• [WHAT TO WORK ON]:
1) Name the four main characteristics that, according to the metabolic syndrome study text, every definition of the syndrome includes.
2) Resume the metabolic syndrome study text after its last sentence, in the same style.

[[ PAGE EXTRACT, beginning ]]

Regardless of the different diagnostic cutoff points for the syndrome, all definitions include four main characteristics: obesity, glucose intolerance, dyslipidemia, and hypertension (9). In previous studies, factor analysis for components of metabolic syndrome has revealed indecisive and inconsistent results; the different number of factors has been suggested in previous models of exploratory factor analysis, even up to 5 factors (10–17). However, the important mechanisms of the metabolic syndrome, the interaction between regular physiological functions, including the abnormalities involved, and the number of latent factors explaining the pathophysiological process have still been unclear and remained controversial.
Therefore, the purpose of this study was to estimate the exploratory factor analysis to discover underlying latent factors explaining the observed variations and correlations of metabolic syndrome components based on variables including gender, BMI (Body Mass Index), and age groups in a population-based study with large sample size.
Materials and Methods
This cross-sectional, population-based study was conducted on 10.663 individuals aged 40–70 yr in the first phase of the PERSIAN (Prospective Epidemiological Research Studies in Iran) cohort study of Kharameh City from 2014 to 2017. Kharameh study was a subset of the National PERSIAN cohort study which included different geographical, climatic and ethnic groups in eighteen provinces of Iran (18). Kharameh City is located in Fars Province in the southern part of Iran. Its population is 54,864 and the main ethnicity of population is Fars (19). The main inclusion criteria were 40–70 yr of age, living in Kharameh County, and Iranian nationality. The exclusion criteria were: lack of presence in clinics for physical examination, mental retardation, and unwillingness to participate in the study. All questionnaires were completed by using online survey through dedicated platform.

[[ PAGE EXTRACT, end ]]
[[ DATA LISTING, beginning ]]

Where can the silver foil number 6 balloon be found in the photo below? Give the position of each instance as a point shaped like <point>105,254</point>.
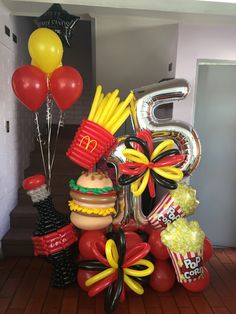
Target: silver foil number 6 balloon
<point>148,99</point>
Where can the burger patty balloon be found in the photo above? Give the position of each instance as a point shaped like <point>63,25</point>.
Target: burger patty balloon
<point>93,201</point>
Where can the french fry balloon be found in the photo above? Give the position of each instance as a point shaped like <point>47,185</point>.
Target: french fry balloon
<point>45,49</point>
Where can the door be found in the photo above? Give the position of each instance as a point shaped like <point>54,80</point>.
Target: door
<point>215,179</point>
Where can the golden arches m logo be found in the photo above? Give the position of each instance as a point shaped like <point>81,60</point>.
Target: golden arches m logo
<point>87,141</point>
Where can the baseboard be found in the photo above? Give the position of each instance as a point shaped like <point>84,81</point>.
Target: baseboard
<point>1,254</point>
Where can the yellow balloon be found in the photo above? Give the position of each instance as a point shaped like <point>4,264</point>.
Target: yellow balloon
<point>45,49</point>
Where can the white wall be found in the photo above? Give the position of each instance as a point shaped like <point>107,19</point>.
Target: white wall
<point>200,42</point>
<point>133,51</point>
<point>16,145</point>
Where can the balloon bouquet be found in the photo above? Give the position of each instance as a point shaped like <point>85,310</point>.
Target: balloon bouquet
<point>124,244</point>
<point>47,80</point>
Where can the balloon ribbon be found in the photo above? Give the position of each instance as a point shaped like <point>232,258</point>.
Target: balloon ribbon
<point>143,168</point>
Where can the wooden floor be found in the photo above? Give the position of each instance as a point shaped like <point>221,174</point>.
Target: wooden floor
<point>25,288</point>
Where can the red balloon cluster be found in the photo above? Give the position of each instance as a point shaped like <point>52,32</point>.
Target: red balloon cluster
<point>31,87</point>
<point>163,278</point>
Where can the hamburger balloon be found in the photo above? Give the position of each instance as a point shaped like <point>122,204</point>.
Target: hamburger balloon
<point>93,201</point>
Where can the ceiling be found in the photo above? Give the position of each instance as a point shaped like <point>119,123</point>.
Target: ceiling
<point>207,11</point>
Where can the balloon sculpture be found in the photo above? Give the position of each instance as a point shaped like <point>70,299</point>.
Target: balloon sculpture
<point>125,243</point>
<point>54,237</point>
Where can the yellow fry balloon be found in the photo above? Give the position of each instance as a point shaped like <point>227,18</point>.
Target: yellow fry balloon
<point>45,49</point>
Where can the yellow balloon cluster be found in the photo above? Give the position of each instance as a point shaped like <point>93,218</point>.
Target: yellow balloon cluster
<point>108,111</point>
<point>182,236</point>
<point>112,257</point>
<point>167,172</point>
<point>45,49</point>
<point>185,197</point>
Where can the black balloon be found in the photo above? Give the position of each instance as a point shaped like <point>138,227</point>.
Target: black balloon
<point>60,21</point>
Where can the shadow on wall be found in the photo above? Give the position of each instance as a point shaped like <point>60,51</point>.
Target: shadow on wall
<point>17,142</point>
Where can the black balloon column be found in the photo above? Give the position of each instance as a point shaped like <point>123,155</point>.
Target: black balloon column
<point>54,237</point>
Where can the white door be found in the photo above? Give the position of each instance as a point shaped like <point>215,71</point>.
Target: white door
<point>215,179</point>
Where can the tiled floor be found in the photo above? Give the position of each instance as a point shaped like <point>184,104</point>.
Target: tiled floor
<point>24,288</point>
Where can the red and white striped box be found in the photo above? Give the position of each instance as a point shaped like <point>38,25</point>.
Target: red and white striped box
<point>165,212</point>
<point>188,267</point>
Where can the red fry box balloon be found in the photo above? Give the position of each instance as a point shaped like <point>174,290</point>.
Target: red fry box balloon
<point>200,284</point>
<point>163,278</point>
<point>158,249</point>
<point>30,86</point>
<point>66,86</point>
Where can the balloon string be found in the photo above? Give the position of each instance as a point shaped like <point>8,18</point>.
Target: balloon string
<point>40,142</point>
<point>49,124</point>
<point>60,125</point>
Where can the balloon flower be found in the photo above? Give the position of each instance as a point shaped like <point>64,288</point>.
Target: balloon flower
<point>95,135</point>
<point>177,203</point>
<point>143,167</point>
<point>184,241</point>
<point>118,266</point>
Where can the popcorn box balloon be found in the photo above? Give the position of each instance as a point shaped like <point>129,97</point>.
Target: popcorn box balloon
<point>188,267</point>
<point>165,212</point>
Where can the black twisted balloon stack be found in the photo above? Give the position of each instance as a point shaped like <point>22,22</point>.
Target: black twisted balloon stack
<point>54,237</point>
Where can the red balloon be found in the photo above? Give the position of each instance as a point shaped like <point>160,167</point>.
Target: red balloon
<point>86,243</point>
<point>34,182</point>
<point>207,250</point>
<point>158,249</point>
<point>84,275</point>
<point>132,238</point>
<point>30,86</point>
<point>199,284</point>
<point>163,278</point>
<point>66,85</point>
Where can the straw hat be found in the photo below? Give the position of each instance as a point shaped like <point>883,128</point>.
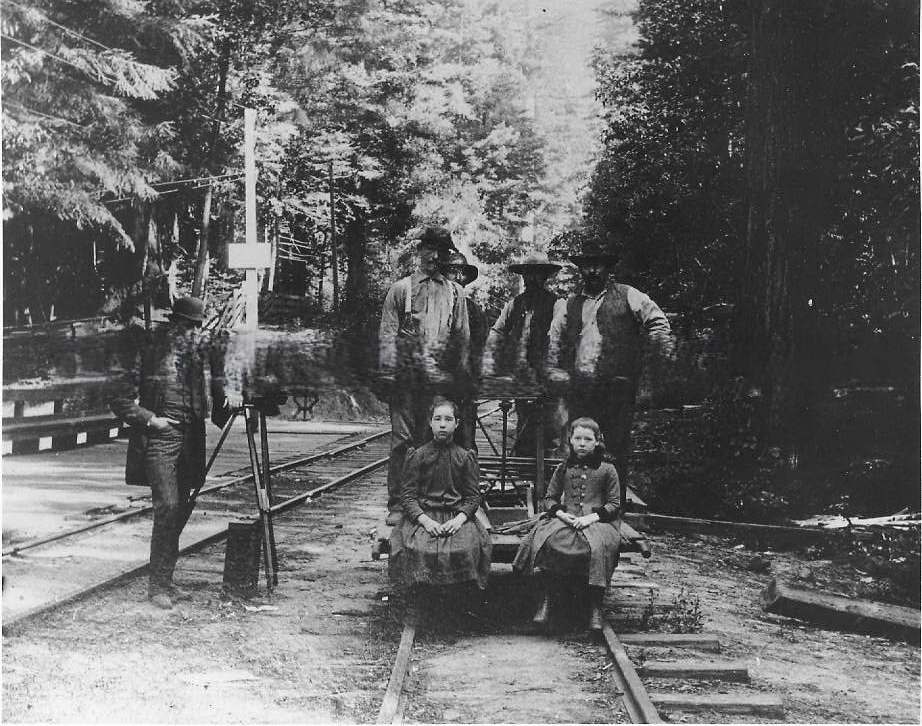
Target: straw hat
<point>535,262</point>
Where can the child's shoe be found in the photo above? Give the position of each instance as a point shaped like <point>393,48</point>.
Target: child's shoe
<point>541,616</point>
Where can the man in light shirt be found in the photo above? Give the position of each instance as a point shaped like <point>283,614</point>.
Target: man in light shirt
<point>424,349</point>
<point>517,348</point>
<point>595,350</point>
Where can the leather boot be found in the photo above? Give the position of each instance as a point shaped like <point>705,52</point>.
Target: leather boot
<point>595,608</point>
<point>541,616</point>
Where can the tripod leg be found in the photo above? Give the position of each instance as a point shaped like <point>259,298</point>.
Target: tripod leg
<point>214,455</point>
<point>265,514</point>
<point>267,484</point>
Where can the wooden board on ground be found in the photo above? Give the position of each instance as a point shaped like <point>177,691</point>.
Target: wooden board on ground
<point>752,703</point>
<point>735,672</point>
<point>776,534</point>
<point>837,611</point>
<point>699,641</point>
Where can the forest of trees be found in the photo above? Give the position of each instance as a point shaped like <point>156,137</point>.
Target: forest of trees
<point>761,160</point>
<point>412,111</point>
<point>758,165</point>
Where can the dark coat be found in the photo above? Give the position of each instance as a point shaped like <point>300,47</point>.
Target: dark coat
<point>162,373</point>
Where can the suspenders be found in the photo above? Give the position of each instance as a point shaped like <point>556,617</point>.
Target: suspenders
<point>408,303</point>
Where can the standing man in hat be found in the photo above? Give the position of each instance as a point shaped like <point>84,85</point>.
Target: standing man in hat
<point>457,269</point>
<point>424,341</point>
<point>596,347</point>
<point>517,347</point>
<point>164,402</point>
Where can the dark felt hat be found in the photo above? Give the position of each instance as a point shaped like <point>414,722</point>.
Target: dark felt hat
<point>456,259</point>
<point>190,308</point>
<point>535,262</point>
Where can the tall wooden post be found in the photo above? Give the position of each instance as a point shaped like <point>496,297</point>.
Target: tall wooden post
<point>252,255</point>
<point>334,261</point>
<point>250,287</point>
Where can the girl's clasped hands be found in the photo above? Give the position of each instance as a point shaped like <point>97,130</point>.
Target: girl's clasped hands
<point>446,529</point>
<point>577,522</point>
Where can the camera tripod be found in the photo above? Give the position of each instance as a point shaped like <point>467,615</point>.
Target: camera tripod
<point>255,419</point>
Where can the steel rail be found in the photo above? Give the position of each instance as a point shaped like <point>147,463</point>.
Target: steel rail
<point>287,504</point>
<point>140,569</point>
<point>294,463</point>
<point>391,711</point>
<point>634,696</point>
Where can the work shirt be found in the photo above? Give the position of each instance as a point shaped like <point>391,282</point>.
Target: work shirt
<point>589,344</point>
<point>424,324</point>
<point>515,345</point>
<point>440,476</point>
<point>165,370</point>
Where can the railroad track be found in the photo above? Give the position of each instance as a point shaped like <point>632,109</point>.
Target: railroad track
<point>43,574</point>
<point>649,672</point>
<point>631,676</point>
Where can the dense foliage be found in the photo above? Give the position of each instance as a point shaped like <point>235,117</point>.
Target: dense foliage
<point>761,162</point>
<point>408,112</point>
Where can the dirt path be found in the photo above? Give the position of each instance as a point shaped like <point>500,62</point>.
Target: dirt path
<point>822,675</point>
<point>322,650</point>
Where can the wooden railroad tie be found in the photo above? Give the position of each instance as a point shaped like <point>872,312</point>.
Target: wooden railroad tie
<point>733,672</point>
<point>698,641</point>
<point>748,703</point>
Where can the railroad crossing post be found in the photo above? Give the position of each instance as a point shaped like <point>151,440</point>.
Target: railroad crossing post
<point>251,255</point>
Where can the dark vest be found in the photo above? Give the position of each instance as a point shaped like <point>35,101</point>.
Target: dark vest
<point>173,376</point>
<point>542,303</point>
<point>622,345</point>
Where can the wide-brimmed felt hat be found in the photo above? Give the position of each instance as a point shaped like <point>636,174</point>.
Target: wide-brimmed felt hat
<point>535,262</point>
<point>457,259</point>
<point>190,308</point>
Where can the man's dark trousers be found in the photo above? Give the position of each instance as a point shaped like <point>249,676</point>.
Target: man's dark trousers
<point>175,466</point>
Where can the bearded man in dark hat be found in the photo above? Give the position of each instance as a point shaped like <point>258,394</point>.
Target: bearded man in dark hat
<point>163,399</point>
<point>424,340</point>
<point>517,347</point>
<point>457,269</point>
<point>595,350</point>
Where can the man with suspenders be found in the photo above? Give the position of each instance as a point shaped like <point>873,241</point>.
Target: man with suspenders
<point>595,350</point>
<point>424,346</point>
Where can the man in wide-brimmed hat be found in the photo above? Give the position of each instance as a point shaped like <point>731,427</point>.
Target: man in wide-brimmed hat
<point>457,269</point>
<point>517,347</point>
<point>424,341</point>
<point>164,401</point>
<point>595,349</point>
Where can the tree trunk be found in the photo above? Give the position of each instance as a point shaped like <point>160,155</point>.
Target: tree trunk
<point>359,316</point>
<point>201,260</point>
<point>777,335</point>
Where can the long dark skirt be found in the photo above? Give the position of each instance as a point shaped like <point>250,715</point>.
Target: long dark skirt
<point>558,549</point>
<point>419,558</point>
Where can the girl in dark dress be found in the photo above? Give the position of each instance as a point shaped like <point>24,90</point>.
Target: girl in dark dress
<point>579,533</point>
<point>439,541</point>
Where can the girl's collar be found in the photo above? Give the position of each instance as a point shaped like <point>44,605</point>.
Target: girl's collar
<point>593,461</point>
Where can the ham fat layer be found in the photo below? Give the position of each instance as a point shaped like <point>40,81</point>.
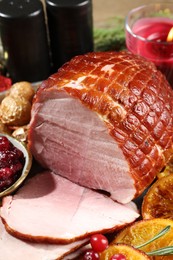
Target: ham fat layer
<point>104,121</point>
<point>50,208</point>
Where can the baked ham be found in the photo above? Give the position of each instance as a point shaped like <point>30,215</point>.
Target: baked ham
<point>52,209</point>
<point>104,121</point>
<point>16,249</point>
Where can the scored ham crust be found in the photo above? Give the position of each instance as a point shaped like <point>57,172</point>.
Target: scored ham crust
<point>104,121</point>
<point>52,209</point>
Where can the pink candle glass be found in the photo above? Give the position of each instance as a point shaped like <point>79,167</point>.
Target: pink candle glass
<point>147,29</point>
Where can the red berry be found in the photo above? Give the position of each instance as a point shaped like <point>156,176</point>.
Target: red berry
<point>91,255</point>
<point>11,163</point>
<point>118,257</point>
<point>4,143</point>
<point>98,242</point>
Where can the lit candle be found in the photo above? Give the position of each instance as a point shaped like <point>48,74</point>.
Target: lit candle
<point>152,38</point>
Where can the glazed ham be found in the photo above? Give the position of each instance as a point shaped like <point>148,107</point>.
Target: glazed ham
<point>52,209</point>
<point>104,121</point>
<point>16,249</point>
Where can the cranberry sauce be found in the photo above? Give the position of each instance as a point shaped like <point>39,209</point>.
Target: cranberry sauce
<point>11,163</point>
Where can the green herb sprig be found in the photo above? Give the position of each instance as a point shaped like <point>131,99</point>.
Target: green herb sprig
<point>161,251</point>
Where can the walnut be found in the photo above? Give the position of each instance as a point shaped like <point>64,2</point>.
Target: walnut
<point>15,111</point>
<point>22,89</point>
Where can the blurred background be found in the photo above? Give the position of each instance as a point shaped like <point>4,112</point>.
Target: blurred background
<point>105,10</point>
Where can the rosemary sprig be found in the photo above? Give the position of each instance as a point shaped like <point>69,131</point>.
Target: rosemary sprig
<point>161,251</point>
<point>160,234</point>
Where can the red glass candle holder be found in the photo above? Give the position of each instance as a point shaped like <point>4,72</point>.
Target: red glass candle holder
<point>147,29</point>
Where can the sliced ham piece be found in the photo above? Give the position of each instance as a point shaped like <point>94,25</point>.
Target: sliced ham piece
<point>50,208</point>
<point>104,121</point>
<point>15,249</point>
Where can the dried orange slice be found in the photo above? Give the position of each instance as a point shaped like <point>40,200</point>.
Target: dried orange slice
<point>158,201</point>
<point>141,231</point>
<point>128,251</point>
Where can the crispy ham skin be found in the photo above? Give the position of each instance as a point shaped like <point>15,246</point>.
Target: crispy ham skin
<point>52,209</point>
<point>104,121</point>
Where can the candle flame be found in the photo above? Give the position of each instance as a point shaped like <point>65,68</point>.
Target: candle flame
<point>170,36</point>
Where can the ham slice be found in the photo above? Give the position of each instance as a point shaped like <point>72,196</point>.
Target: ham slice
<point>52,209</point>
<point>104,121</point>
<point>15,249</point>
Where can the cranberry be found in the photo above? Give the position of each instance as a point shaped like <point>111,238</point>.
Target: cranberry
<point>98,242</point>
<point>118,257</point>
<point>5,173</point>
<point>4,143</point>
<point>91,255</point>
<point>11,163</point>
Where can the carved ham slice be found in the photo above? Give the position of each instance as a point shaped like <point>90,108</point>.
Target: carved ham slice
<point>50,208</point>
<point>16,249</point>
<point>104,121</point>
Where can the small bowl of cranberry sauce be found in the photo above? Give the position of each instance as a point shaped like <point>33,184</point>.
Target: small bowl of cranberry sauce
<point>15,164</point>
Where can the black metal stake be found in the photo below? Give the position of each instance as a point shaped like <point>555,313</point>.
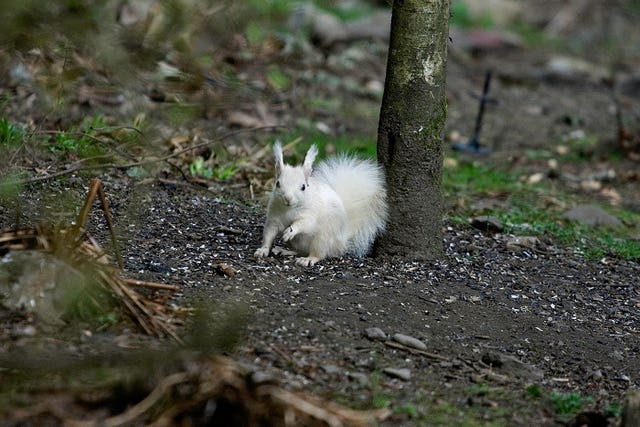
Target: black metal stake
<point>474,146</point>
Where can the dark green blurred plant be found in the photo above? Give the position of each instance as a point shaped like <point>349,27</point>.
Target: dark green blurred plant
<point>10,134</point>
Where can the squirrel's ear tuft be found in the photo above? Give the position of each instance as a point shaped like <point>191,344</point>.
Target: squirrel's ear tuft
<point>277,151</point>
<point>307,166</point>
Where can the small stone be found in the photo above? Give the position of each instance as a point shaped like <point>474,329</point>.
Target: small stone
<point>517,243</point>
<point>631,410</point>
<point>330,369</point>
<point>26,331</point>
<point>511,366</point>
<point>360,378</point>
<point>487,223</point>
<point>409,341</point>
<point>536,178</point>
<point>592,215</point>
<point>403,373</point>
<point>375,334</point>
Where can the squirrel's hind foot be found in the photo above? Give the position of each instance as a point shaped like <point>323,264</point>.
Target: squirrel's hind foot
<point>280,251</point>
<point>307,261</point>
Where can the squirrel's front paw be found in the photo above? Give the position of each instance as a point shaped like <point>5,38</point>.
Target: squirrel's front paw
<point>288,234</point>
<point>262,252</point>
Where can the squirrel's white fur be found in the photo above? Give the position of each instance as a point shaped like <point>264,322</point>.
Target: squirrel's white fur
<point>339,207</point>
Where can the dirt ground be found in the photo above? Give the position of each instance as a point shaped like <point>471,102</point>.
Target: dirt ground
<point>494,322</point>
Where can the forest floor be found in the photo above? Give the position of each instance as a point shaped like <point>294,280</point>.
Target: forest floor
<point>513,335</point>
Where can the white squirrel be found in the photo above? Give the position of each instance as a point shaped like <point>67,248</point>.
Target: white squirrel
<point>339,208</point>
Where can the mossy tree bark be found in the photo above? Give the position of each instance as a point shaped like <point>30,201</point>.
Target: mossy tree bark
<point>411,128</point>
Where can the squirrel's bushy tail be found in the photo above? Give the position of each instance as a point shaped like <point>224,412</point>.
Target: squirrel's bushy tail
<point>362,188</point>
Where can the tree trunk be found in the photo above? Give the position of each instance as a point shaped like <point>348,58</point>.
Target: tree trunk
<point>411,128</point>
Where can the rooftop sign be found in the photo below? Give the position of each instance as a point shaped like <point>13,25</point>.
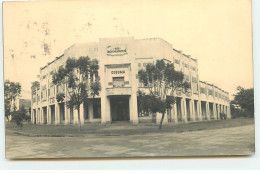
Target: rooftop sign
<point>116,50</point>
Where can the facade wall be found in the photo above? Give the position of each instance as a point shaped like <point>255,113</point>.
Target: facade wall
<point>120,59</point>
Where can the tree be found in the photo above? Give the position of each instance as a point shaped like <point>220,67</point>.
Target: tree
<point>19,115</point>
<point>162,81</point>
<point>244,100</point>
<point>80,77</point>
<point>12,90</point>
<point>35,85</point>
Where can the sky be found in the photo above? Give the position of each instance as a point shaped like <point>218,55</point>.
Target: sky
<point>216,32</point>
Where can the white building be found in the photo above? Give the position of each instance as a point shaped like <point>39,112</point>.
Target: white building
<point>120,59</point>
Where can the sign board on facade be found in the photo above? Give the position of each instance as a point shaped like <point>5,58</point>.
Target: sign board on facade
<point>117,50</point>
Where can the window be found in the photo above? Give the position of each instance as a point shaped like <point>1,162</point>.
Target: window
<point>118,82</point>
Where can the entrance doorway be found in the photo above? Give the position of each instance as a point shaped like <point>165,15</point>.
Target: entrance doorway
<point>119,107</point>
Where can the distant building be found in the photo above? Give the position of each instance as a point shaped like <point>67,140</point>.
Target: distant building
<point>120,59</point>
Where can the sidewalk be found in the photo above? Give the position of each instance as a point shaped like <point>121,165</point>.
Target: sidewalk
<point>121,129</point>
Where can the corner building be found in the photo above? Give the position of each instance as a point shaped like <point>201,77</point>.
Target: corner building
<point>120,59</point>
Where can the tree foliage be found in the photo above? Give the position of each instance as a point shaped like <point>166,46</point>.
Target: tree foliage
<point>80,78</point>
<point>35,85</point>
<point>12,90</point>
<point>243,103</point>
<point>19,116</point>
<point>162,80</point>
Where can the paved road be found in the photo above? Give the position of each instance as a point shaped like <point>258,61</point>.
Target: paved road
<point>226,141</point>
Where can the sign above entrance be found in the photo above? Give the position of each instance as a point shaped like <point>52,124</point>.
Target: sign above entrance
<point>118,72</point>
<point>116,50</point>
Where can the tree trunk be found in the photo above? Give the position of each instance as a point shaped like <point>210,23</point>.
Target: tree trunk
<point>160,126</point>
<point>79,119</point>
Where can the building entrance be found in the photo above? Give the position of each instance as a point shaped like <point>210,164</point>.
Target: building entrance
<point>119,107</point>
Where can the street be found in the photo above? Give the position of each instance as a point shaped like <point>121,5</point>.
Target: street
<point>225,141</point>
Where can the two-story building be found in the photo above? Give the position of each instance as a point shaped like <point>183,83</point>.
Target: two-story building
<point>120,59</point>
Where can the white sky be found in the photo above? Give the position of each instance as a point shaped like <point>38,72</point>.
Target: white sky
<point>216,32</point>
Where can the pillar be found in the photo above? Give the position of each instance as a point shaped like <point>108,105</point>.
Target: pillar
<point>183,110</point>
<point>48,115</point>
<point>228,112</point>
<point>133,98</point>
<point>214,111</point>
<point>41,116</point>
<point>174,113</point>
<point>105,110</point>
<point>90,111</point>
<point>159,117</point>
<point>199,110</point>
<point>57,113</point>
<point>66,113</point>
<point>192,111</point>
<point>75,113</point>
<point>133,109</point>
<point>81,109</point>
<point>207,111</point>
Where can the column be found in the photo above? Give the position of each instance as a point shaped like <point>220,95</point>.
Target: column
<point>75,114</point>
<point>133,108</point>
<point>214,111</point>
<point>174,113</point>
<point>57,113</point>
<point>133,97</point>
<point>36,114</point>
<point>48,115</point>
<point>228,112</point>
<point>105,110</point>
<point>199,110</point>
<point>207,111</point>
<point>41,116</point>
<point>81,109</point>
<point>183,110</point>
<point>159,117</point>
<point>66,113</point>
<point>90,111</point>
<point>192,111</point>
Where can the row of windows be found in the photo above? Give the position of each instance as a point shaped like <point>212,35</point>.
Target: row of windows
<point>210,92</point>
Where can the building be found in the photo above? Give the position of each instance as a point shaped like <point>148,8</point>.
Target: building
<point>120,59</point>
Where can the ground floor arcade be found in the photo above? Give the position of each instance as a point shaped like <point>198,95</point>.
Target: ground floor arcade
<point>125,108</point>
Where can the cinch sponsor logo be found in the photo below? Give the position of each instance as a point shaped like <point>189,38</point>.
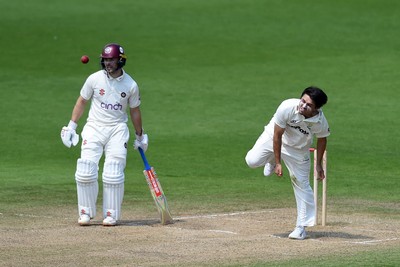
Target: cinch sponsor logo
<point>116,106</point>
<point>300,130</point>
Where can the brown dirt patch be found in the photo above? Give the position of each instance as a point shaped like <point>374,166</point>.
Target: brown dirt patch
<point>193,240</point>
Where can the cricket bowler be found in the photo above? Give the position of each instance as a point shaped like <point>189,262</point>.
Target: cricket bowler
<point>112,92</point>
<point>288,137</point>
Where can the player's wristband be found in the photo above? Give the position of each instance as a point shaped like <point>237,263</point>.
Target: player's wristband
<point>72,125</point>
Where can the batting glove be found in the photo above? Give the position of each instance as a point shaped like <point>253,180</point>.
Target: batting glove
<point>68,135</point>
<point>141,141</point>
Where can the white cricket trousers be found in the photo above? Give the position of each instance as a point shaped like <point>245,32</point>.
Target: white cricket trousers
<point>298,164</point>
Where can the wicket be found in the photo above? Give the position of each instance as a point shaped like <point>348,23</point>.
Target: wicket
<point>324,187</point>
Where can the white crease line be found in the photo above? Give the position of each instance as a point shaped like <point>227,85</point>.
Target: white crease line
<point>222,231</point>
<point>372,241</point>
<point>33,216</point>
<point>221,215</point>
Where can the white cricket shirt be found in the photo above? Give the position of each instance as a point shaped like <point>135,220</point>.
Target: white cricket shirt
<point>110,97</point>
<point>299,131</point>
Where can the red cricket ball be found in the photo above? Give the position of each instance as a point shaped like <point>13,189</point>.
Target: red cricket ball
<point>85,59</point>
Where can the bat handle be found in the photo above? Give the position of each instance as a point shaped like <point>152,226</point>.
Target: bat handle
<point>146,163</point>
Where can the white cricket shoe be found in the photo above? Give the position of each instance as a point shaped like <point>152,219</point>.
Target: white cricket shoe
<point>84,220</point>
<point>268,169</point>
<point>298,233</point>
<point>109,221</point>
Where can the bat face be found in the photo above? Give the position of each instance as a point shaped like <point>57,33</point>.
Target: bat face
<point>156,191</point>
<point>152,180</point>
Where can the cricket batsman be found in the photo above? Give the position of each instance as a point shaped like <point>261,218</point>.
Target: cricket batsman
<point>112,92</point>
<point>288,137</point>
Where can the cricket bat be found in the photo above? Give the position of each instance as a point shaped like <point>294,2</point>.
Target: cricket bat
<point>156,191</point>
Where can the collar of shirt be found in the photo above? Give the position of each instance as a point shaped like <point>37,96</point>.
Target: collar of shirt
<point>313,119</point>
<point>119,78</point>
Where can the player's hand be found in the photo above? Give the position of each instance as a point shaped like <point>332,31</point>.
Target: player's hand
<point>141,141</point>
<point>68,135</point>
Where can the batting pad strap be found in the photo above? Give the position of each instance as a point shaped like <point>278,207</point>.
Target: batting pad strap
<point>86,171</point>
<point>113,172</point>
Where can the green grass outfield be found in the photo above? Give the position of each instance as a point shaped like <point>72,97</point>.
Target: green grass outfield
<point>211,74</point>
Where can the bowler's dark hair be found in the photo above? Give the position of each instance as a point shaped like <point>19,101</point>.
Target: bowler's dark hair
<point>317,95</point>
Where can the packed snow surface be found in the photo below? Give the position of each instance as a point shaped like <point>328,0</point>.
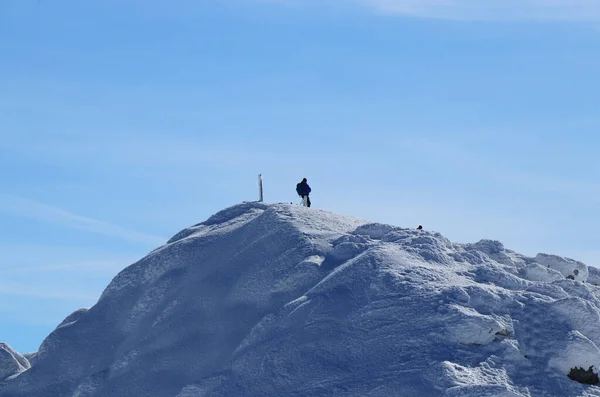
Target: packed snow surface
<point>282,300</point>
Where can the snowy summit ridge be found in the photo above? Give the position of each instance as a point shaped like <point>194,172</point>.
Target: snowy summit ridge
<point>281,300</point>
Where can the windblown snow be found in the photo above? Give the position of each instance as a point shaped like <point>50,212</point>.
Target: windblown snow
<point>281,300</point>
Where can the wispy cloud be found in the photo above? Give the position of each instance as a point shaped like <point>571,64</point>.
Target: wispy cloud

[[ DATA LISTING, end ]]

• [REPLIES]:
1) Obesity, glucose intolerance, dyslipidemia, and hypertension.

2)
The data used in this study were demographic, age and gender questions. Anthropometric indices also included weight (kg), height and waist circumference (cm). BMI was calculated by a standard formula and the subjects were divided into the groups of normal weight (BMI<25 kg/m2), overweight (BMI=25–29.9 kg/m2) and obese (BMI ≥30 kg / m2). These blood biochemical parameters data were used as components of the metabolic syndrome in exploratory factor analysis: FPG, TG, and HDL. Blood pressure was also measured twice with 15 min intervals and the data was recorded based on blood pressure on the right and left arms.
Ethical approval was obtained from the research ethics committee of Shiraz University of Medical Sciences (IR.SUMS.REC.1398.445).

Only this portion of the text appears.